Turkey plans to establish an Islamic university with a broader Muslim curriculum

ISTANBUL (RNS) Political unrest continues to sweep Egypt and Syria, once hubs for Islamic learning, and more students are turned off by Saudi Arabia’s more literalist interpretation of Islam. This gives Turkey an opening.

Mamadou Bassoum, a Senegalese student who studies at Fatih Sultan Mehmet Vakif, said the country’s openness is what lured him. Religion News Service photo by Michael Kaplan

ISTANBUL (RNS) As Turkey’s political and economic influence rises across the Muslim world, the historically secular state could soon become a center for religious learning, too.

The country’s state-sanctioned religious body, the Religious Affairs Directorate, has announced plans to establish an international Islamic university in the country’s cultural capital, Istanbul.

Mehmet Gormez, head of the Religious Affairs Directorate, said the institution would rival the influential seats of Islamic learning in Egypt, Malaysia, Pakistan and Saudi Arabia.


“I have been working on the issue for three years and see that the curriculums of these universities do not help in providing solutions to problems faced by Muslims,” Gormez told the Hurriyet Daily News, an English-language paper in Turkey, as he announced the plans.

A number of other factors are at play. Political unrest continues to sweep Egypt and Syria, once hubs for Islamic learning, and more students are turned off by Saudi Arabia’s more literalist interpretation of Islam.

There are already a number of international studies programs, begun in 2006, that cater specifically to students of Turkish origin.

Suleyman Derin, a professor of Sufism at Turkey’s second-largest university, Marmara University, said the country’s Arabic programs are improving, too, as an increasing number of Syrian scholars driven out of their homes by war in Syria are now finding posts at Turkish universities.

— Rows —
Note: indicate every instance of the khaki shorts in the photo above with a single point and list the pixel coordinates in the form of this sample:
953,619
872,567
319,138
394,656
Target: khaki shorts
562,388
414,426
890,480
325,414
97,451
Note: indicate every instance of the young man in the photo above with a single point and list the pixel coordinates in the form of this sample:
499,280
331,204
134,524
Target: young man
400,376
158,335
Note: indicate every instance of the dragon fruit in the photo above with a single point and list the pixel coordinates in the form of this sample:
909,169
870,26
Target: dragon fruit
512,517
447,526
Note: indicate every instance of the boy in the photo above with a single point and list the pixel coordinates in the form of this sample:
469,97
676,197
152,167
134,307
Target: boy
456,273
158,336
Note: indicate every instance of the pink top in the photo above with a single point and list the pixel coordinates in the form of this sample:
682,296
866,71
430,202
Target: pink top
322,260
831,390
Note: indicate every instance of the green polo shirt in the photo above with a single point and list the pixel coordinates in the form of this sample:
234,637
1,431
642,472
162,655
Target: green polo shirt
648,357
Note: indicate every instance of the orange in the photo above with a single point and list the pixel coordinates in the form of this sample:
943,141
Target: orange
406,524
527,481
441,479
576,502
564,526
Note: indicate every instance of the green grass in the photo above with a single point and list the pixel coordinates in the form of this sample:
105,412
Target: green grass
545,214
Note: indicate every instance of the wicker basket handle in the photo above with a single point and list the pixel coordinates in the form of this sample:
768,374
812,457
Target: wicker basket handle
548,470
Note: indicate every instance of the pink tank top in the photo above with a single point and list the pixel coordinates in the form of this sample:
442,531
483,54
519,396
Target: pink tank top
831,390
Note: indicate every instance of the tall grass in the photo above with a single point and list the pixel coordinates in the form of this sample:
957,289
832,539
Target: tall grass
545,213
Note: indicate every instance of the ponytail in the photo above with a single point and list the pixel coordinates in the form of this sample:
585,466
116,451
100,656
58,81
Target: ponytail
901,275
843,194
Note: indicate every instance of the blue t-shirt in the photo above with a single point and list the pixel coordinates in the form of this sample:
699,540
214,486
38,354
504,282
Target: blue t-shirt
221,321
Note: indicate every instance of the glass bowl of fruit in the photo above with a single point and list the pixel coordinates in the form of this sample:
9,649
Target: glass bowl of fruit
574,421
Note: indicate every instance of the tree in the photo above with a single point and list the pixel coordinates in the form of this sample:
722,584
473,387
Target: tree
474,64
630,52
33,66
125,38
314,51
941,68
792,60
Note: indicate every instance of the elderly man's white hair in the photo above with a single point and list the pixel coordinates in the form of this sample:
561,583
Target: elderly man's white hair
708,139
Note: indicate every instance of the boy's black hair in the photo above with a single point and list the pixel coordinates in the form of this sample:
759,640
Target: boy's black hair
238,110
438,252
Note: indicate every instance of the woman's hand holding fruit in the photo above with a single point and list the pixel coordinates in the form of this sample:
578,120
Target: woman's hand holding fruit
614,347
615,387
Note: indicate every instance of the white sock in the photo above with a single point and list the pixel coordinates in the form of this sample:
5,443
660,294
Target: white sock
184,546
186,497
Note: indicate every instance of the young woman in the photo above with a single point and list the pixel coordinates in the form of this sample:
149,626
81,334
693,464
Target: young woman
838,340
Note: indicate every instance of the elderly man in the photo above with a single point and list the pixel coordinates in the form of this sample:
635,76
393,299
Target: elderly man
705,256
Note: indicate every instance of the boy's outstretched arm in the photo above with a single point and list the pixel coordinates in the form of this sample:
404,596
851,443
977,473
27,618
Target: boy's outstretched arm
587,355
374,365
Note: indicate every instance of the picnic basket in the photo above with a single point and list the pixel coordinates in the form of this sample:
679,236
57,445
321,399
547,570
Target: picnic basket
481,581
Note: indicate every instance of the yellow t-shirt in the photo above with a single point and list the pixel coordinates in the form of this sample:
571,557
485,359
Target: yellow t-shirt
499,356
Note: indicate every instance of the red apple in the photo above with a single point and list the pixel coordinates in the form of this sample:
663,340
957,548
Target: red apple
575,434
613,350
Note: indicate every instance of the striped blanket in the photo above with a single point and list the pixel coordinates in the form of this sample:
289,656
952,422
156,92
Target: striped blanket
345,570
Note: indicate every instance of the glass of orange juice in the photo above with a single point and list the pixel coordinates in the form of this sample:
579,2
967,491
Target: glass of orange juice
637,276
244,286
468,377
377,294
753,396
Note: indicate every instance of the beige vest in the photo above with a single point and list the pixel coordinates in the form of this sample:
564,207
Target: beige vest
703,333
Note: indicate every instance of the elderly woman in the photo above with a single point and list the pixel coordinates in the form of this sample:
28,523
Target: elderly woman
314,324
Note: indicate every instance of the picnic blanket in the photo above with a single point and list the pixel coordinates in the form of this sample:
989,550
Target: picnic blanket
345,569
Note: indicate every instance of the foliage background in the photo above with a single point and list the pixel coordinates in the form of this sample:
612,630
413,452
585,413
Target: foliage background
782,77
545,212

— Objectives —
1/ Name the countries that, according to the article about Turkey's planned Islamic university, have influential seats of Islamic learning that the new institution would rival.
2/ Please quote the article about Turkey's planned Islamic university word for word, everything from "ISTANBUL (RNS) Political" down to "cultural capital, Istanbul.".

— Solution list —
1/ Egypt, Malaysia, Pakistan, Saudi Arabia

2/
ISTANBUL (RNS) Political unrest continues to sweep Egypt and Syria, once hubs for Islamic learning, and more students are turned off by Saudi Arabia’s more literalist interpretation of Islam. This gives Turkey an opening.

Mamadou Bassoum, a Senegalese student who studies at Fatih Sultan Mehmet Vakif, said the country’s openness is what lured him. Religion News Service photo by Michael Kaplan

ISTANBUL (RNS) As Turkey’s political and economic influence rises across the Muslim world, the historically secular state could soon become a center for religious learning, too.

The country’s state-sanctioned religious body, the Religious Affairs Directorate, has announced plans to establish an international Islamic university in the country’s cultural capital, Istanbul.